• [GIVEN DATA]:
'''

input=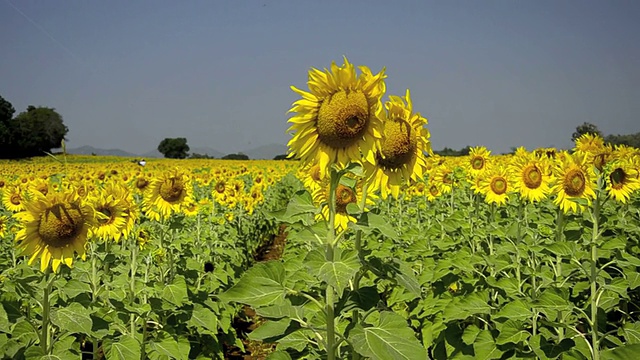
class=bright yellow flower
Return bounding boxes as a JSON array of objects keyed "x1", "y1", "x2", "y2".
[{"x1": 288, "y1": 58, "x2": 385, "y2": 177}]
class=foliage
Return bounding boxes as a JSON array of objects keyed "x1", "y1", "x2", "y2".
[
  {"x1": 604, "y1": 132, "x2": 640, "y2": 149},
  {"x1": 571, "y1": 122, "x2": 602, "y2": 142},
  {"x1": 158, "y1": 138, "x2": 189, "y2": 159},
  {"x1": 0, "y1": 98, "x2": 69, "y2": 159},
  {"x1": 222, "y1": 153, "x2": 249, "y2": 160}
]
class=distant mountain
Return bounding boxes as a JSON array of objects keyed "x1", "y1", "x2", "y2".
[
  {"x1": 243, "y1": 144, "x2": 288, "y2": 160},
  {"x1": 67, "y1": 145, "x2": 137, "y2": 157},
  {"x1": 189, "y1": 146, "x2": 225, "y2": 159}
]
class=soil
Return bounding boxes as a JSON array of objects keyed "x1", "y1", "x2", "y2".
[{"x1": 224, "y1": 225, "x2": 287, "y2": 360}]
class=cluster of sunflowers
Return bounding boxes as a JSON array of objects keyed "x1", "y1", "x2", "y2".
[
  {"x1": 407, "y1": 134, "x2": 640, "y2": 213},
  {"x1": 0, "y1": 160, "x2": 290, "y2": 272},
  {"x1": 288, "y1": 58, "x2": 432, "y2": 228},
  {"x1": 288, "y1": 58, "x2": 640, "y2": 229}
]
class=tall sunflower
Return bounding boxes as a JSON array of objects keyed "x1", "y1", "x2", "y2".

'''
'''

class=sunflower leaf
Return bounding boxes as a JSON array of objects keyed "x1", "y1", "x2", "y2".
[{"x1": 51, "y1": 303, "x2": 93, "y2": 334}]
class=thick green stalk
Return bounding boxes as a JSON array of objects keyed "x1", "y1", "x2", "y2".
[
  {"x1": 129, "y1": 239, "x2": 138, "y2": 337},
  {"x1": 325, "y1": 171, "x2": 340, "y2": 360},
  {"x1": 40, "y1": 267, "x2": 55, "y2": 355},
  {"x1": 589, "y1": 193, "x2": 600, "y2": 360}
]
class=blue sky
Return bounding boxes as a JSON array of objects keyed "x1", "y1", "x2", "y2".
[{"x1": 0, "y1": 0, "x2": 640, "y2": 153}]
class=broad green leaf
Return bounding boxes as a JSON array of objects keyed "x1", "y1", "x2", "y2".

'''

• [DIRECTIONS]: Return every line in the listing above that contains the word "leaf", matching case exactly.

• [IN RESPONSE]:
class=sunflower leaf
class=broad green leaf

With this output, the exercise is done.